• [What is required]:
Reproduce the stretch of the data below from the line containing "spatially distinct orange" through the line containing "[86,286,114,406]", both lines included, word for word.

=== Records shown ===

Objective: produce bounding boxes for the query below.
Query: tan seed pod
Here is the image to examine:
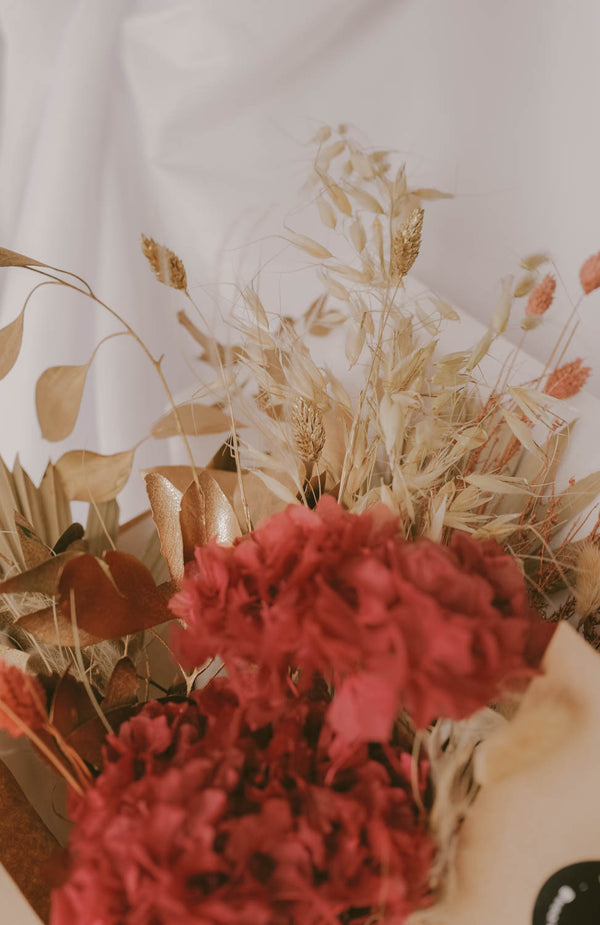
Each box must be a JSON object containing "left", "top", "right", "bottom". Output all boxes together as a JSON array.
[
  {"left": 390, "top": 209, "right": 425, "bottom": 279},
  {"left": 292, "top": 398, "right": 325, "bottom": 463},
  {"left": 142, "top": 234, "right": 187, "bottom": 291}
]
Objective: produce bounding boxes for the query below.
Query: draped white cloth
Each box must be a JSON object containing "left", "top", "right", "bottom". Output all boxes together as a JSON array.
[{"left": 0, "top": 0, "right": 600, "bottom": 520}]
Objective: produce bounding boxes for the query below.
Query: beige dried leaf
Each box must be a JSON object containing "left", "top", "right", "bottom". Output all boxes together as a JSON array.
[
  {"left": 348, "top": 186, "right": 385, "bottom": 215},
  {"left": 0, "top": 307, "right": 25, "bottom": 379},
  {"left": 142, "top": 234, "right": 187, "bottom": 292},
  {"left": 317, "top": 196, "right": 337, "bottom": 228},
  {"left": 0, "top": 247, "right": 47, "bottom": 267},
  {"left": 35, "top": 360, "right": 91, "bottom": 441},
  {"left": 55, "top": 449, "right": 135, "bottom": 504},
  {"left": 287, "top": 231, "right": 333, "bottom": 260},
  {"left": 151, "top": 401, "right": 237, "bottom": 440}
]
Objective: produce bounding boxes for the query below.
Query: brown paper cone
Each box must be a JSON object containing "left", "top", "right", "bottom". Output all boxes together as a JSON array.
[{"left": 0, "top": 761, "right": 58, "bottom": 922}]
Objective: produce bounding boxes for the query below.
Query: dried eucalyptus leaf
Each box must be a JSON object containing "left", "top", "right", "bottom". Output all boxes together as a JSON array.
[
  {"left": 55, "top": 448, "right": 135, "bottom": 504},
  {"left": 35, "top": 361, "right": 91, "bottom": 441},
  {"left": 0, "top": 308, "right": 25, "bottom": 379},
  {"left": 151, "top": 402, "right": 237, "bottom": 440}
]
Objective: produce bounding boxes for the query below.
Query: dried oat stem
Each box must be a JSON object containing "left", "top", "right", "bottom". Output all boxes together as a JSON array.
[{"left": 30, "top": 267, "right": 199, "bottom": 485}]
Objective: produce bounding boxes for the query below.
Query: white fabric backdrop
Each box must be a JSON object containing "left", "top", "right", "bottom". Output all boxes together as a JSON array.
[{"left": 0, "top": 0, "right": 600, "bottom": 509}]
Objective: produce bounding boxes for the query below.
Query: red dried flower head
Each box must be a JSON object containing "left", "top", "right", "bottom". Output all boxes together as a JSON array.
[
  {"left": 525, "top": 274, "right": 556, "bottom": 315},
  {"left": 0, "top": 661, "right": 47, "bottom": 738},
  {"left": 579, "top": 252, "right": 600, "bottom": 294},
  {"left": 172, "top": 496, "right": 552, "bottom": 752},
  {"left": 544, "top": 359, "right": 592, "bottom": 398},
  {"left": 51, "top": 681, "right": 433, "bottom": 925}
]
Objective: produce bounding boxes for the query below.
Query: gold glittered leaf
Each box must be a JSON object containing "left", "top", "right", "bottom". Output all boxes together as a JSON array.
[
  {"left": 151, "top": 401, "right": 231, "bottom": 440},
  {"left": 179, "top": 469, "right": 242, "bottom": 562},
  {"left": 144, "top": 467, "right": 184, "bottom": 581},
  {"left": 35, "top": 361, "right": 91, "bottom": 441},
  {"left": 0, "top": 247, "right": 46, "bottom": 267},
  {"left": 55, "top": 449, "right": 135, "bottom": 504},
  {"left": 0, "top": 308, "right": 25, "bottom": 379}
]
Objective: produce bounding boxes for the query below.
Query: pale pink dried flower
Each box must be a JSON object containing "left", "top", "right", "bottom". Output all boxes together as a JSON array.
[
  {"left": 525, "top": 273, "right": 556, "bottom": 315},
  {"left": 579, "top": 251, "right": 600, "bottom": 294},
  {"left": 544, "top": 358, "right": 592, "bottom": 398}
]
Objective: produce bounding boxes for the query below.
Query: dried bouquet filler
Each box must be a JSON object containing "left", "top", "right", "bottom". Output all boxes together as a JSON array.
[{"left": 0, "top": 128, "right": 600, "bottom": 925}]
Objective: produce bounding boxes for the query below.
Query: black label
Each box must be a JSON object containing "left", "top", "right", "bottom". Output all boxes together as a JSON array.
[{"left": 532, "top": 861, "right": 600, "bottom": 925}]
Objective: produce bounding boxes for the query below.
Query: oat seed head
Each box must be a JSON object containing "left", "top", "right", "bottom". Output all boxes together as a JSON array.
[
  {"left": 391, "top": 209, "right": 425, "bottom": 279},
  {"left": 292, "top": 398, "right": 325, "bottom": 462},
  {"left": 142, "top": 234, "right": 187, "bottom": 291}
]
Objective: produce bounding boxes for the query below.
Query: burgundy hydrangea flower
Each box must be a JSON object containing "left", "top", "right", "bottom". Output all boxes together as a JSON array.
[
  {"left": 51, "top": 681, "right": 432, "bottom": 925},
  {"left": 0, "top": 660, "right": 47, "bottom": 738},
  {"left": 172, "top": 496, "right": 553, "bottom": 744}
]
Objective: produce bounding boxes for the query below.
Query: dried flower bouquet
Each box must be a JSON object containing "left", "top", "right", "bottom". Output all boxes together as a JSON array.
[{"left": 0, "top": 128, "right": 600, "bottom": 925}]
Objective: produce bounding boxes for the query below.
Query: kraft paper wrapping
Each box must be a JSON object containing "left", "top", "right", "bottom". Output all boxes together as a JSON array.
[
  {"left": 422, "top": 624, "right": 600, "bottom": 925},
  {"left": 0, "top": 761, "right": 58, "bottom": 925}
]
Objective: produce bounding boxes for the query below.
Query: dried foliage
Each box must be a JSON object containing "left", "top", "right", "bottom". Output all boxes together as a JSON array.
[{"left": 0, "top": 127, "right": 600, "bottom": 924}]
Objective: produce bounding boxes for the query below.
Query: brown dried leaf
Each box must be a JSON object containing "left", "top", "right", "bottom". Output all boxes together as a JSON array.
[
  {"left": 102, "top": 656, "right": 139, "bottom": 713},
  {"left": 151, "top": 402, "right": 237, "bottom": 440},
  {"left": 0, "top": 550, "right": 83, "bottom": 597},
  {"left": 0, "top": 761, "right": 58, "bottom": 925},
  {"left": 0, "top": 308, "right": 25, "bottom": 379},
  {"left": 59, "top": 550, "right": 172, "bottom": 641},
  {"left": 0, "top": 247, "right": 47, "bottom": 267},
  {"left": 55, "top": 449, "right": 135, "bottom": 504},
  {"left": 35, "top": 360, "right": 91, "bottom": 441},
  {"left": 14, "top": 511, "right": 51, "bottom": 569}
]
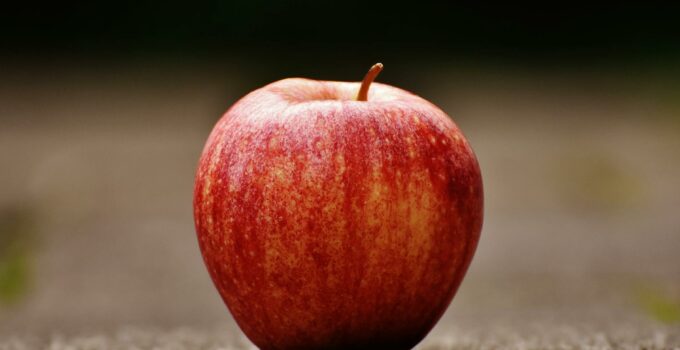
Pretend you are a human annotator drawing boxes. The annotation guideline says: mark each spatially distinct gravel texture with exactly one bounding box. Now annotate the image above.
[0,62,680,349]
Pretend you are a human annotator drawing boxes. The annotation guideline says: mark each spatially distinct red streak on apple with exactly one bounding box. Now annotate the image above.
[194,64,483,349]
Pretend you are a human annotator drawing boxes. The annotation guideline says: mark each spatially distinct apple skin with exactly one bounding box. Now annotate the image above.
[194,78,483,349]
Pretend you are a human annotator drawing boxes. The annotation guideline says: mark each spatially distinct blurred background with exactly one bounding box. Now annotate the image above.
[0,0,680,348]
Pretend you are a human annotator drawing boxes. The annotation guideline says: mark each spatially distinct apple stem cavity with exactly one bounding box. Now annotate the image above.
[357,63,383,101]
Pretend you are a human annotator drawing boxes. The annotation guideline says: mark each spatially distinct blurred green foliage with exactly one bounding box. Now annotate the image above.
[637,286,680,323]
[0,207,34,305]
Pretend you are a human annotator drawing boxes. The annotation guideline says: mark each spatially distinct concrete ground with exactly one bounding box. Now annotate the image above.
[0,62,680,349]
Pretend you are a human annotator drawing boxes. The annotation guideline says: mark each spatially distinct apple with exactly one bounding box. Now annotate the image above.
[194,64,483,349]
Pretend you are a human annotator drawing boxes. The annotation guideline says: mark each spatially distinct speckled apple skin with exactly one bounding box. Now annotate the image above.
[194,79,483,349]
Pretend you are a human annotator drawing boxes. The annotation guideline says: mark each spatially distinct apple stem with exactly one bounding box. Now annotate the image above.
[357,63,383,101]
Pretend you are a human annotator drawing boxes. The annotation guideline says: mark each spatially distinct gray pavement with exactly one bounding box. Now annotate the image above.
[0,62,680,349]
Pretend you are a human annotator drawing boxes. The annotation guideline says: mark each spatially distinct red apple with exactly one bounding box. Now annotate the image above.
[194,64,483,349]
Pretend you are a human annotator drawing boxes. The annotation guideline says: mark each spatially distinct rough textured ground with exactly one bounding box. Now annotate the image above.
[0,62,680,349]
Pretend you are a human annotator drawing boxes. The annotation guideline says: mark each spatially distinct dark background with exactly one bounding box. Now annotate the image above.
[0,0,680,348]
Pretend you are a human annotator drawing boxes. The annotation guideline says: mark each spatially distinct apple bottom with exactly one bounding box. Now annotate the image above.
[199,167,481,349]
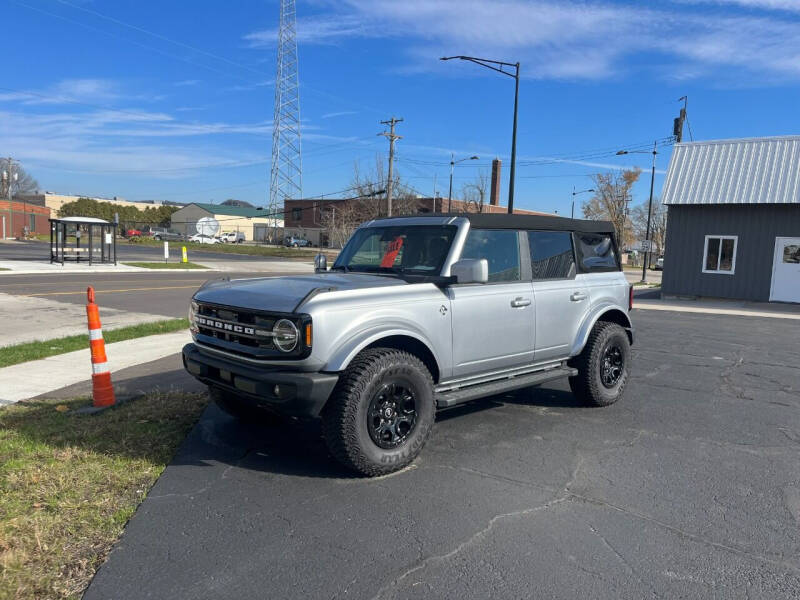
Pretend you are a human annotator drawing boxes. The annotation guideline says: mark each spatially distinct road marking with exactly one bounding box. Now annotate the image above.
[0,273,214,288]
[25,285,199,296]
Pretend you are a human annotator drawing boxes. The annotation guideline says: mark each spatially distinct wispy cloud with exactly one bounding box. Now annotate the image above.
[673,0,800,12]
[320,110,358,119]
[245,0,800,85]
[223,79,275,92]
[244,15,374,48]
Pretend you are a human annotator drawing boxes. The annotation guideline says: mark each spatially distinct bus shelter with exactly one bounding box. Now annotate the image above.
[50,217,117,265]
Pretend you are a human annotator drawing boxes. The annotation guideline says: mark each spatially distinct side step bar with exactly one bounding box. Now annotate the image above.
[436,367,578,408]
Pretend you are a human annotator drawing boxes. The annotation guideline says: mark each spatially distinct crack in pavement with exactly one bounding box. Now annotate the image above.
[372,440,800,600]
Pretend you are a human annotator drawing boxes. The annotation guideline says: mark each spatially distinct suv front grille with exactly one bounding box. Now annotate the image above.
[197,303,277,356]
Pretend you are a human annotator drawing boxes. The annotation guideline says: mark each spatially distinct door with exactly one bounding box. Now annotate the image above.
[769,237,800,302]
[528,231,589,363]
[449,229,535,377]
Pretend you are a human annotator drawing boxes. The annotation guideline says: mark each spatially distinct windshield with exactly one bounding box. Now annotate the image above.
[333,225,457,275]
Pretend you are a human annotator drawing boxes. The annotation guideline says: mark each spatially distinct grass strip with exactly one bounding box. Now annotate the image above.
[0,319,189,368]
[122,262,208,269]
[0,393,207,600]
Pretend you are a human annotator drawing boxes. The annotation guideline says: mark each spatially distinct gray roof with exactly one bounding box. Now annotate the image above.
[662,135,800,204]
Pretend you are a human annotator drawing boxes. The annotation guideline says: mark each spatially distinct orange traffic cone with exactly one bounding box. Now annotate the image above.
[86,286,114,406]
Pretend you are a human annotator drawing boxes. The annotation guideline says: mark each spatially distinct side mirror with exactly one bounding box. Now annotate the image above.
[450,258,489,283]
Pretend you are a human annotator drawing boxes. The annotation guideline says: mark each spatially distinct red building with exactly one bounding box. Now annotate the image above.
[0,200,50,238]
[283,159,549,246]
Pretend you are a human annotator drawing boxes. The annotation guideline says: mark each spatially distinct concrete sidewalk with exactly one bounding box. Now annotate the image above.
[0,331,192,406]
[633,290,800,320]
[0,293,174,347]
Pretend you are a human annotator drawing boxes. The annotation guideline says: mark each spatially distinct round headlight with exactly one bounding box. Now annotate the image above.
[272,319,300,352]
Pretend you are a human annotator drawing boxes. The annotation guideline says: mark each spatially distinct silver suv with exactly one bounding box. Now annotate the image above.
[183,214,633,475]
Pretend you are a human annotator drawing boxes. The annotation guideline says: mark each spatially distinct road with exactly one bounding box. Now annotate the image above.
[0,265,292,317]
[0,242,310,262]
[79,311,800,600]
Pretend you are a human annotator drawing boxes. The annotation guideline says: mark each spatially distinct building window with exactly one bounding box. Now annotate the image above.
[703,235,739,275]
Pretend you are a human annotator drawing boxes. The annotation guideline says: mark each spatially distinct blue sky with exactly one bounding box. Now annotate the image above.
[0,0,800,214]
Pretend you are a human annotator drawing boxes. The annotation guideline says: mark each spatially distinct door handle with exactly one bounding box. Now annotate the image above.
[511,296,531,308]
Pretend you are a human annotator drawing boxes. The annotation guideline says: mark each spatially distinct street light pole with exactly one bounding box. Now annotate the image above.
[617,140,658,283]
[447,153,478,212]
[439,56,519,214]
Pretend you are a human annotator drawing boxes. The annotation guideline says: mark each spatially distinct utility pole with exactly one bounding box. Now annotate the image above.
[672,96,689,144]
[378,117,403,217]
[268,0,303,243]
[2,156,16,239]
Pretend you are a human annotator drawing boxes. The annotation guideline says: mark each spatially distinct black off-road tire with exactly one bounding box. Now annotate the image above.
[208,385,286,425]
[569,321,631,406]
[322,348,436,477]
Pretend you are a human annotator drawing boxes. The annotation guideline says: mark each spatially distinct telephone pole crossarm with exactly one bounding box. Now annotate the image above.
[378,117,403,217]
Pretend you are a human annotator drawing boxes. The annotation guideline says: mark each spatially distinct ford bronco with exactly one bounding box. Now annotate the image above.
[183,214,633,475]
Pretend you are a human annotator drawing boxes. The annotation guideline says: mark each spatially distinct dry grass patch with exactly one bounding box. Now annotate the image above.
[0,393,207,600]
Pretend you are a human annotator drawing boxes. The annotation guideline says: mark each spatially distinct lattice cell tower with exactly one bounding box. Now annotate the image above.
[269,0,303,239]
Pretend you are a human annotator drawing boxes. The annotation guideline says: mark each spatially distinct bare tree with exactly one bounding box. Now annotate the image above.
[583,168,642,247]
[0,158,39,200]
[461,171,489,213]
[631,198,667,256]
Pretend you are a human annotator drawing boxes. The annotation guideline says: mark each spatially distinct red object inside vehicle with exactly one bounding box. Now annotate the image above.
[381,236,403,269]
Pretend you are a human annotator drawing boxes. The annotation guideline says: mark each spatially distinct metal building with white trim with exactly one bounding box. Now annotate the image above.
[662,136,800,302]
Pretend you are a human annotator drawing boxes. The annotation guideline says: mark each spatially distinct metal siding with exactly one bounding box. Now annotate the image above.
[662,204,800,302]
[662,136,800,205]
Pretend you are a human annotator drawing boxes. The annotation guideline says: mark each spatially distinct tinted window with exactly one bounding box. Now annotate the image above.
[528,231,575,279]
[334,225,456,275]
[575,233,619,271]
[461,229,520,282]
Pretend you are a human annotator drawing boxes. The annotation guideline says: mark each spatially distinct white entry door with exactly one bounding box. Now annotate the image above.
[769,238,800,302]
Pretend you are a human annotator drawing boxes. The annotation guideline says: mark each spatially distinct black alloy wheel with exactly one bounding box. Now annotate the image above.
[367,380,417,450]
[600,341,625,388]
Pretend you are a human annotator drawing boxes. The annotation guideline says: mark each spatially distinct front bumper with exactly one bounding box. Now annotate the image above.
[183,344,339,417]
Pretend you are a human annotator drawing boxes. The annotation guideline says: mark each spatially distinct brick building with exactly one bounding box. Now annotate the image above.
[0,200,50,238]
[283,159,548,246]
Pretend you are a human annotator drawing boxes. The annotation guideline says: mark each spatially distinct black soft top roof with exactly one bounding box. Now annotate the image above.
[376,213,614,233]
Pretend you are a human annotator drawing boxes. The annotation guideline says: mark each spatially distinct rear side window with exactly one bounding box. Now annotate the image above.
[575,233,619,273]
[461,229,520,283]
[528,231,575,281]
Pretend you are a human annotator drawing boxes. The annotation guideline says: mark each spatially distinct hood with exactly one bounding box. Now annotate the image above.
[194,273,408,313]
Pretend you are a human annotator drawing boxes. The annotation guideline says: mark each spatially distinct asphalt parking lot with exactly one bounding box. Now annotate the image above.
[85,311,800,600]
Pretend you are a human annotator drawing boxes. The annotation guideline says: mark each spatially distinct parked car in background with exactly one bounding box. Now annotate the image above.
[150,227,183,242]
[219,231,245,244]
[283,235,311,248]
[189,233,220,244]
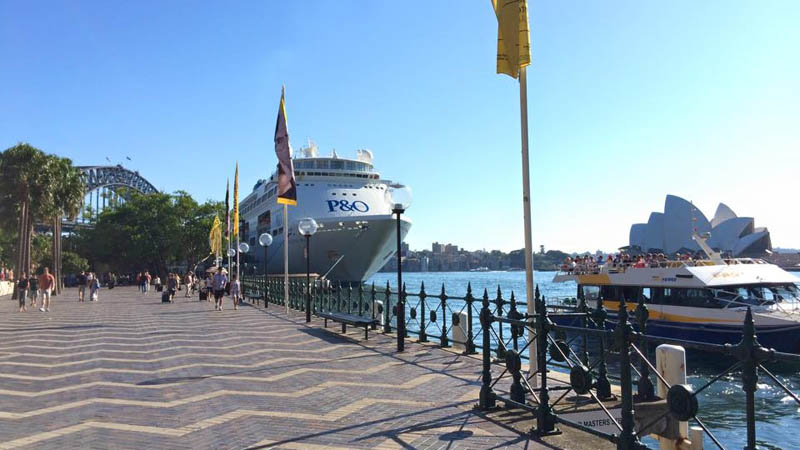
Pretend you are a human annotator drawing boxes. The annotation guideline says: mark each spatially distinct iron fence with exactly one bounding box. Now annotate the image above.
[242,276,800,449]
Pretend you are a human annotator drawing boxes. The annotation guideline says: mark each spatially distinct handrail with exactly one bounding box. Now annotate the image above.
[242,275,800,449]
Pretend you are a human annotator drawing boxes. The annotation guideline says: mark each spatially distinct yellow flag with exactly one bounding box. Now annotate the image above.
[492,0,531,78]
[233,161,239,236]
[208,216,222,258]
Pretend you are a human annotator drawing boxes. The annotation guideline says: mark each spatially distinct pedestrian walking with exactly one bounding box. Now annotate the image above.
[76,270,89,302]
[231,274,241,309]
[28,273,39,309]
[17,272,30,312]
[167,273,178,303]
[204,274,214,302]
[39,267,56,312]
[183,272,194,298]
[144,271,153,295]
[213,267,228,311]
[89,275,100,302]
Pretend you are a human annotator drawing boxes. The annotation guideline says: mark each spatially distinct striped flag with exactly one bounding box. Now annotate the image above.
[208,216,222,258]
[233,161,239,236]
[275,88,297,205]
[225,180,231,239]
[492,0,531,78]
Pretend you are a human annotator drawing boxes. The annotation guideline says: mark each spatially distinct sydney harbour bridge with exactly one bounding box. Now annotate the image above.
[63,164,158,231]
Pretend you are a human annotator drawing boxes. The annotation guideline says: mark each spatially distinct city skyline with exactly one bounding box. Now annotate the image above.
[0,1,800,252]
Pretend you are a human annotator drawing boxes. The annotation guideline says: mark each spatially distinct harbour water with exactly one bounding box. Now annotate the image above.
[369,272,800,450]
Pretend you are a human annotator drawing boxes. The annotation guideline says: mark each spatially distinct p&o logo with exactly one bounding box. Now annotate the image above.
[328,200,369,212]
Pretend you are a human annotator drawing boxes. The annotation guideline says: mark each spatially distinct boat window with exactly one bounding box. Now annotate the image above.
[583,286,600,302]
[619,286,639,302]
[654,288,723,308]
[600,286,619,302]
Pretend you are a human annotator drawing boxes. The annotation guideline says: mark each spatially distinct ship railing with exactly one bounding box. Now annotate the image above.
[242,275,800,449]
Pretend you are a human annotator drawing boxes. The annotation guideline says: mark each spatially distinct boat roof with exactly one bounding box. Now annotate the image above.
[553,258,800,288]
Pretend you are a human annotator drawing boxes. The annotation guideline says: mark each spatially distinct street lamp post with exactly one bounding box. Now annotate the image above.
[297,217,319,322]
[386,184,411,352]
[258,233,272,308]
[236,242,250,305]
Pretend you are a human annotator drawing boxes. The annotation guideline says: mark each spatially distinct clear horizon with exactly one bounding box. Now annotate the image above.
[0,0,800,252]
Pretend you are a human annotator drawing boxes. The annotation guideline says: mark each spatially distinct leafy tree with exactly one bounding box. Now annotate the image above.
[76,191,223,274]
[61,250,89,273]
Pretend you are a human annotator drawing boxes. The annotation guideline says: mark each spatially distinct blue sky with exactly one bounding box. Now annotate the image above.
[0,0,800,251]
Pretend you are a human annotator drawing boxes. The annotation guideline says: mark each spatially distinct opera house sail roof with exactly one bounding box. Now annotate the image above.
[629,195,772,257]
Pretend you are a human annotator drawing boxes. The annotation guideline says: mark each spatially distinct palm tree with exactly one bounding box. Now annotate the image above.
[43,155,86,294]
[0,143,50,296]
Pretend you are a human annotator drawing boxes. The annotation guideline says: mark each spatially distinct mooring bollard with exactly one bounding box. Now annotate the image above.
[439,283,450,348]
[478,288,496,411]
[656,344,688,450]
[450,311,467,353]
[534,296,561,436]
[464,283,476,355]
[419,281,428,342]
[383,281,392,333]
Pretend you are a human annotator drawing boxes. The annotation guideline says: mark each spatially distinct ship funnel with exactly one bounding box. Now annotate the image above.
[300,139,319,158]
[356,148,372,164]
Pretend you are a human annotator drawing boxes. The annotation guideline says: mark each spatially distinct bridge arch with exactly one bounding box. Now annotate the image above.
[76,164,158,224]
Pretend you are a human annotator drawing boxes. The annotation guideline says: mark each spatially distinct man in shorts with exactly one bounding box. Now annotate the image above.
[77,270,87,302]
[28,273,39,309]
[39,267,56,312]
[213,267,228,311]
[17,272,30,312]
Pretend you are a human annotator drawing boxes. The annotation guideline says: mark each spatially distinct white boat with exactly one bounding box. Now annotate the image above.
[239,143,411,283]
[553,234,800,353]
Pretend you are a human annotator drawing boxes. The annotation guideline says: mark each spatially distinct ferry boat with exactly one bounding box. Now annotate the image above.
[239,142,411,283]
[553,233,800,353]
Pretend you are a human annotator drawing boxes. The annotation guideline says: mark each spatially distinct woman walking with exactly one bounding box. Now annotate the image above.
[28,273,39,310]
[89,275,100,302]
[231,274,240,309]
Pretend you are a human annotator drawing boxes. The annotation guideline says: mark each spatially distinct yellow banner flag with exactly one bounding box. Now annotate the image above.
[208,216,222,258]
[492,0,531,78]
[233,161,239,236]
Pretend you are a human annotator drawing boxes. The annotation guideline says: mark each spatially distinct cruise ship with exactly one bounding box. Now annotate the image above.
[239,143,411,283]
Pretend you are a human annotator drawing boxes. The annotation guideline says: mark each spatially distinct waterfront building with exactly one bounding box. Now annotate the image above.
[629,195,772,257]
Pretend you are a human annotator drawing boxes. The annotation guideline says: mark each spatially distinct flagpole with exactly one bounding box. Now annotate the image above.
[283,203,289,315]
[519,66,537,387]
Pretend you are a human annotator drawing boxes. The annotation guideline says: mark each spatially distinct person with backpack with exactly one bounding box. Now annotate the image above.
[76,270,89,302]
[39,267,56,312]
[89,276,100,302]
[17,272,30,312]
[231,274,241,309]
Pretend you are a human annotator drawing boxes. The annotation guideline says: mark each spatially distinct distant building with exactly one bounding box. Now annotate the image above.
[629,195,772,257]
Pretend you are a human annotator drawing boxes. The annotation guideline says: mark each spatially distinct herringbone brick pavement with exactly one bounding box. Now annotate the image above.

===

• [Exercise output]:
Pretend you are a human annotator drawing boxes. The annotation guideline says: mark each spatially distinct orange traffic cone with exactly one bounding box. Now annotate the image above.
[86,286,114,406]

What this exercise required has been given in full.